··· Entries supplied ···
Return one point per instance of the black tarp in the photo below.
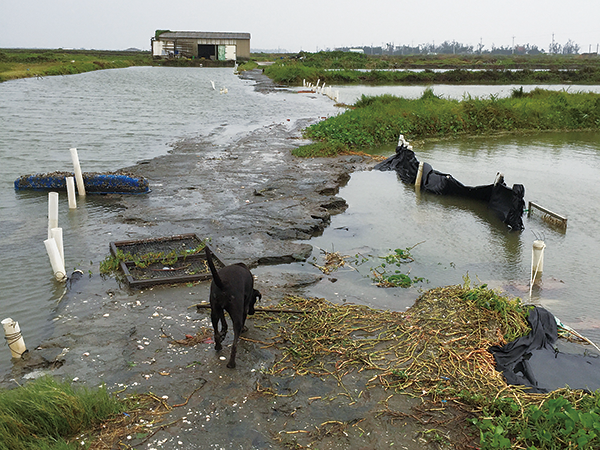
(507, 203)
(537, 360)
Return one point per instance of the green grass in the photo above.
(46, 414)
(351, 68)
(18, 63)
(375, 121)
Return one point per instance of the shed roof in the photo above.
(203, 35)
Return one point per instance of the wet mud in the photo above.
(258, 205)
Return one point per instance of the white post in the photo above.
(78, 175)
(71, 192)
(537, 262)
(419, 176)
(57, 236)
(57, 266)
(52, 211)
(12, 333)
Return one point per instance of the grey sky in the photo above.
(301, 25)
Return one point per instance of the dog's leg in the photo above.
(237, 329)
(216, 317)
(223, 326)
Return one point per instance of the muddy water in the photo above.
(453, 238)
(115, 118)
(118, 117)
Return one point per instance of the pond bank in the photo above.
(255, 201)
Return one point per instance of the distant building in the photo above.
(201, 44)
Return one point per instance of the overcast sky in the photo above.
(308, 25)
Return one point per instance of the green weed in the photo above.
(46, 414)
(375, 121)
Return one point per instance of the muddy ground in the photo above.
(259, 205)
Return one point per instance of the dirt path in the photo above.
(255, 201)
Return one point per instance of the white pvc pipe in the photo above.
(14, 338)
(57, 236)
(71, 192)
(55, 260)
(52, 211)
(419, 176)
(78, 175)
(537, 262)
(537, 257)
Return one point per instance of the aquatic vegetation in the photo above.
(112, 263)
(389, 273)
(374, 121)
(46, 414)
(437, 350)
(23, 63)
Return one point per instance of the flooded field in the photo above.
(119, 117)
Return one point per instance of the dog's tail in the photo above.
(213, 269)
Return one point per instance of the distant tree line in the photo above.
(453, 47)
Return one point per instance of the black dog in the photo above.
(231, 290)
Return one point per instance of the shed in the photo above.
(217, 46)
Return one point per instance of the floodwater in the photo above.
(118, 117)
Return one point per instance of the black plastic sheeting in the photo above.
(536, 360)
(507, 203)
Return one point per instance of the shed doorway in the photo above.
(207, 51)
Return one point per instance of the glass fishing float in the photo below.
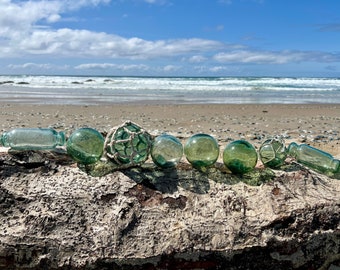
(314, 158)
(240, 157)
(273, 153)
(32, 139)
(128, 145)
(201, 150)
(85, 145)
(166, 151)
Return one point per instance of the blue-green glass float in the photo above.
(85, 145)
(201, 150)
(240, 157)
(128, 145)
(273, 152)
(166, 151)
(314, 158)
(32, 139)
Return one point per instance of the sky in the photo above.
(170, 37)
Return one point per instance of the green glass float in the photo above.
(85, 145)
(273, 153)
(314, 158)
(128, 145)
(201, 150)
(32, 139)
(240, 157)
(166, 151)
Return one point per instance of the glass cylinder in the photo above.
(33, 139)
(314, 158)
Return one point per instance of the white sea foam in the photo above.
(74, 90)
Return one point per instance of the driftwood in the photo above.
(55, 216)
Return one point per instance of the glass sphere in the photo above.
(201, 150)
(240, 157)
(166, 151)
(129, 144)
(273, 153)
(85, 145)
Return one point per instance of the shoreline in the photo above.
(314, 124)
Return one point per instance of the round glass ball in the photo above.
(166, 151)
(201, 150)
(240, 157)
(85, 145)
(273, 153)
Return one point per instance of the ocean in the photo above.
(81, 90)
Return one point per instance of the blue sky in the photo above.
(171, 37)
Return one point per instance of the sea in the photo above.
(96, 90)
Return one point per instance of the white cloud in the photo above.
(37, 67)
(197, 59)
(171, 68)
(279, 57)
(126, 67)
(24, 30)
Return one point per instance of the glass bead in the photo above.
(85, 145)
(273, 153)
(32, 139)
(129, 144)
(240, 156)
(314, 158)
(201, 150)
(166, 151)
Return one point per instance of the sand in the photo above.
(314, 124)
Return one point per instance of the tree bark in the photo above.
(55, 216)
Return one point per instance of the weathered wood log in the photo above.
(55, 216)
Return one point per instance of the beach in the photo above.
(314, 124)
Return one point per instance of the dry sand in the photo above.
(314, 124)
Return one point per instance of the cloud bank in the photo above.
(26, 30)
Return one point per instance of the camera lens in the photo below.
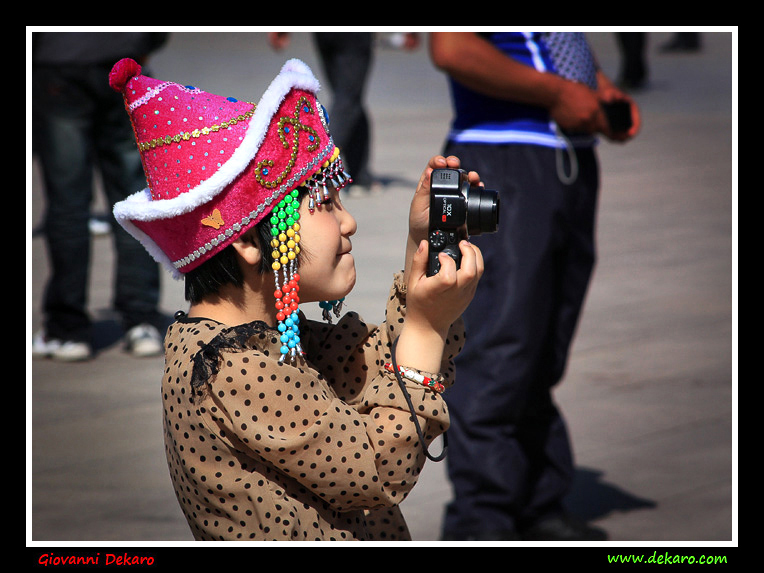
(482, 211)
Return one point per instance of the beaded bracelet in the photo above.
(415, 376)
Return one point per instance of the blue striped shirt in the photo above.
(483, 119)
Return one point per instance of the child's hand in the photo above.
(434, 303)
(440, 300)
(419, 213)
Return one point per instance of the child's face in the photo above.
(327, 269)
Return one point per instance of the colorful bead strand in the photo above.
(286, 238)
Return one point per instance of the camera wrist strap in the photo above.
(427, 453)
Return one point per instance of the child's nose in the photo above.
(348, 225)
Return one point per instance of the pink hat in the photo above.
(216, 166)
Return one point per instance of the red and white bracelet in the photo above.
(417, 377)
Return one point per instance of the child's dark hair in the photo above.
(223, 268)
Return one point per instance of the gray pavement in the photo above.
(651, 389)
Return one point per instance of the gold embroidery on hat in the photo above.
(289, 126)
(215, 220)
(186, 135)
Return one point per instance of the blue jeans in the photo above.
(80, 125)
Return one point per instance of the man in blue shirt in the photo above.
(528, 109)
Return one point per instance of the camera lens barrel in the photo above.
(482, 211)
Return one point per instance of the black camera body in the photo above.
(457, 211)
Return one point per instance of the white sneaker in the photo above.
(144, 340)
(64, 350)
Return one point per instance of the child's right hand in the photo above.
(437, 301)
(434, 303)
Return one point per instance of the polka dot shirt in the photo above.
(323, 449)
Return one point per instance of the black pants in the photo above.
(346, 58)
(510, 458)
(81, 126)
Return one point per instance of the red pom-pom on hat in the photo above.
(121, 73)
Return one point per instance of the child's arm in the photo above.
(433, 303)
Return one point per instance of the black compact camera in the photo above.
(457, 211)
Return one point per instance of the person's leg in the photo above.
(493, 460)
(136, 273)
(62, 117)
(346, 58)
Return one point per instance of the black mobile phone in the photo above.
(618, 115)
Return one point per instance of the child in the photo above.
(276, 427)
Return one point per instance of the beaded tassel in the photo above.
(329, 306)
(285, 231)
(332, 174)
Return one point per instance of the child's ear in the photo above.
(248, 250)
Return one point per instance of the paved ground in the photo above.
(651, 389)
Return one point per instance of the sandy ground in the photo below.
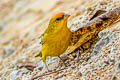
(23, 21)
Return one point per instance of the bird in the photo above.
(56, 38)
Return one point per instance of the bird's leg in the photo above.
(46, 67)
(62, 61)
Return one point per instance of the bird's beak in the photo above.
(66, 15)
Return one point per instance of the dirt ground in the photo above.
(23, 21)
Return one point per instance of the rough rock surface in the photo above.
(23, 21)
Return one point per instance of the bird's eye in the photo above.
(59, 18)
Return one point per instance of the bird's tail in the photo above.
(39, 54)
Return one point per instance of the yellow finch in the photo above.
(56, 38)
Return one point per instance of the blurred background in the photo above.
(23, 21)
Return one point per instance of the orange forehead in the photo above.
(60, 14)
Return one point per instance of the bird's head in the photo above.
(59, 20)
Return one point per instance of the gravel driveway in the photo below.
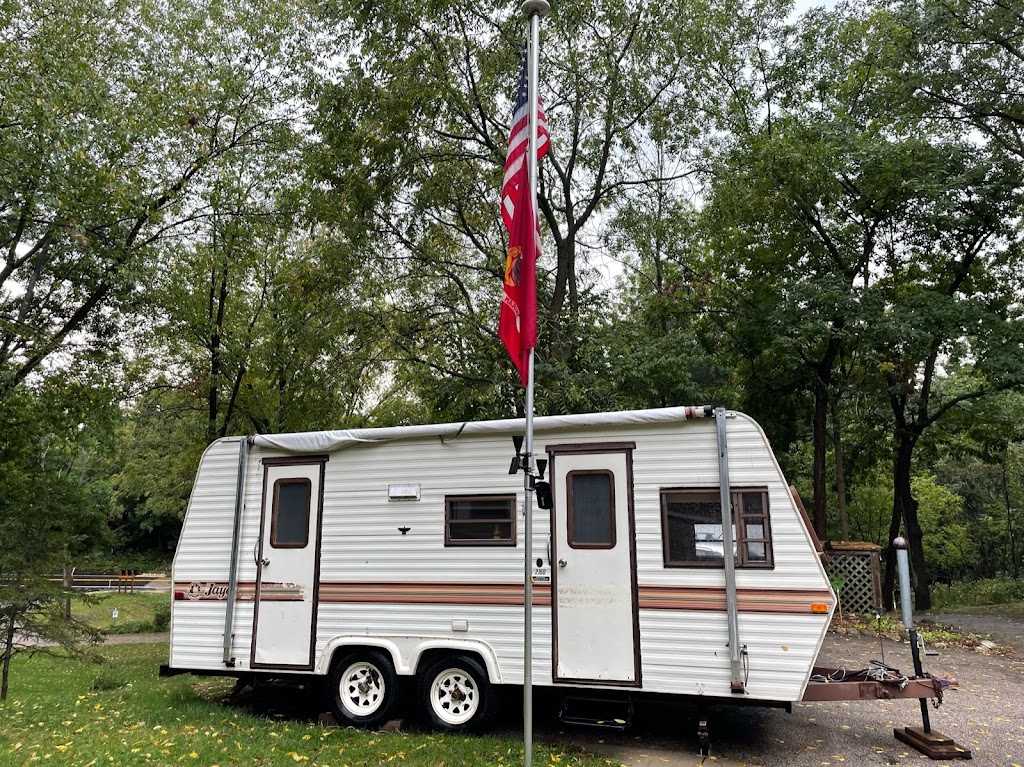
(985, 715)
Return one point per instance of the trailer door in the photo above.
(596, 631)
(287, 563)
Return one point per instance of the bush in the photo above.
(970, 593)
(162, 616)
(131, 627)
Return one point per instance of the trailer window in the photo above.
(290, 523)
(592, 510)
(479, 520)
(691, 527)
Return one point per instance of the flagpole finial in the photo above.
(536, 7)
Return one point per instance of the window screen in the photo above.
(691, 527)
(290, 526)
(592, 511)
(479, 520)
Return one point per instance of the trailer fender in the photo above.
(480, 649)
(407, 652)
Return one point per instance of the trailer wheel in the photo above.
(364, 689)
(456, 694)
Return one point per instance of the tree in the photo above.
(102, 153)
(415, 136)
(857, 229)
(964, 61)
(53, 506)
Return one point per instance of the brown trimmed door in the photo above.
(287, 565)
(595, 605)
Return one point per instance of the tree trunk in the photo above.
(820, 435)
(7, 653)
(844, 519)
(905, 505)
(889, 582)
(69, 585)
(1014, 567)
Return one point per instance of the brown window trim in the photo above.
(510, 520)
(589, 448)
(273, 513)
(738, 520)
(611, 508)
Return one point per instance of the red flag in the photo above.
(517, 324)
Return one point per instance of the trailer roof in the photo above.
(326, 441)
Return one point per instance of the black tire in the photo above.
(363, 689)
(456, 694)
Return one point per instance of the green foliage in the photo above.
(986, 591)
(53, 502)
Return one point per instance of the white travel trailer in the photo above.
(369, 555)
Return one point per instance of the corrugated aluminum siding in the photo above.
(681, 651)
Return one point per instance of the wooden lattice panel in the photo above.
(861, 590)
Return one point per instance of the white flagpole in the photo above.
(535, 10)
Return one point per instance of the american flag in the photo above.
(517, 322)
(516, 172)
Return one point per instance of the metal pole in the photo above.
(731, 608)
(534, 10)
(903, 565)
(232, 578)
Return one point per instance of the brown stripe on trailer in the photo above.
(432, 593)
(699, 599)
(216, 591)
(775, 601)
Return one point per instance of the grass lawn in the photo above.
(135, 611)
(65, 712)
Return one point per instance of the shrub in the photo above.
(162, 616)
(131, 627)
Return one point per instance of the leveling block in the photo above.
(933, 744)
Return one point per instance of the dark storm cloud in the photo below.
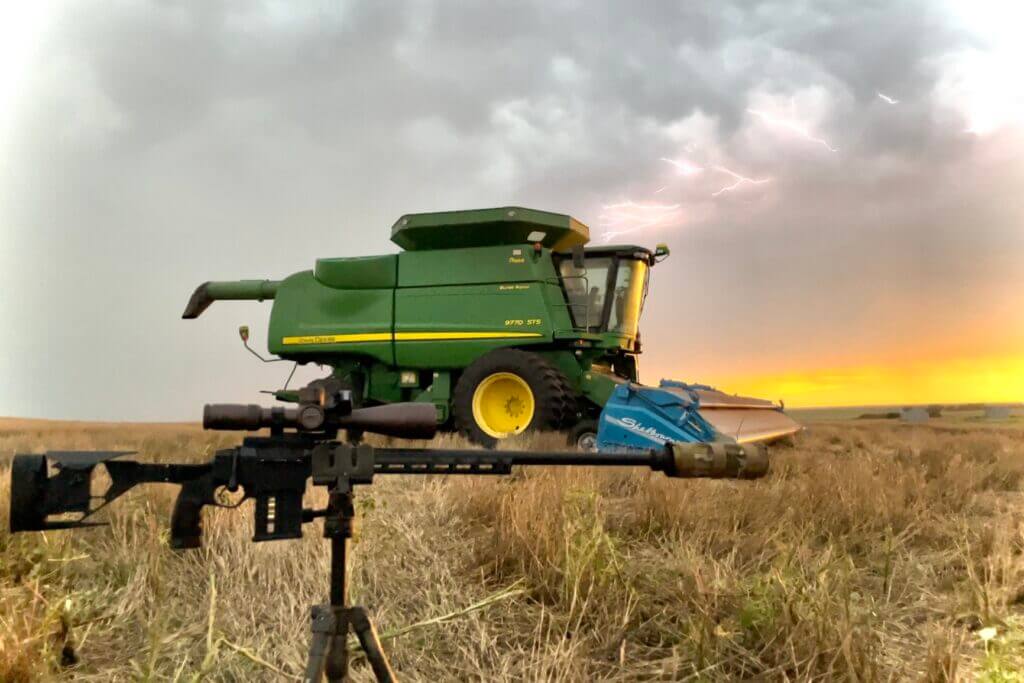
(162, 144)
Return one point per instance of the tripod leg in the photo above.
(371, 643)
(324, 627)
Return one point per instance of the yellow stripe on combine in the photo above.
(427, 336)
(404, 336)
(338, 339)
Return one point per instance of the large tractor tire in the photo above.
···
**Goal of the exercise**. Everything from the line containing "Return one point per instance of the trailer roof" through the last line of the entries is to be output exactly as written, minus any pictures.

**Task answer**.
Return one point per instance of the trailer roof in the photo above.
(326, 441)
Return one point per instance of the black tire in the photo above.
(363, 689)
(456, 694)
Return one point per instance of the green foliage in the photo above.
(986, 591)
(53, 502)
Return one point per instance of the white travel trailer in the photo above.
(369, 555)
Return one point per instance of the corrugated aluminum siding in the photo above.
(681, 651)
Return one point per instance of the wooden lattice panel in the photo above.
(861, 590)
Return one point per instance of the white flagpole in the photo above.
(535, 10)
Return one point per instance of the american flag in the photo above.
(517, 322)
(516, 172)
Return one point per instance of the metal pole in the photo above.
(731, 608)
(534, 10)
(903, 565)
(232, 578)
Return one point per instance of the brown stripe on trailer in the photo above.
(432, 593)
(699, 599)
(216, 591)
(775, 601)
Return one point per instance of the grass lawn in the photo above.
(135, 611)
(65, 712)
Return one point per instance of the shrub in the photo above.
(162, 616)
(131, 627)
Return one point per instance of the leveling block in the photo above.
(933, 744)
Return one point per instance of the dark storm cloud in the photo below.
(162, 144)
Return one point per instance of the tripod leg in the photo above.
(371, 643)
(324, 627)
Return one point per instance of the yellow stripe on combine in the photo above.
(427, 336)
(404, 336)
(338, 339)
Return one point per instance of the large tractor tire in the photo above.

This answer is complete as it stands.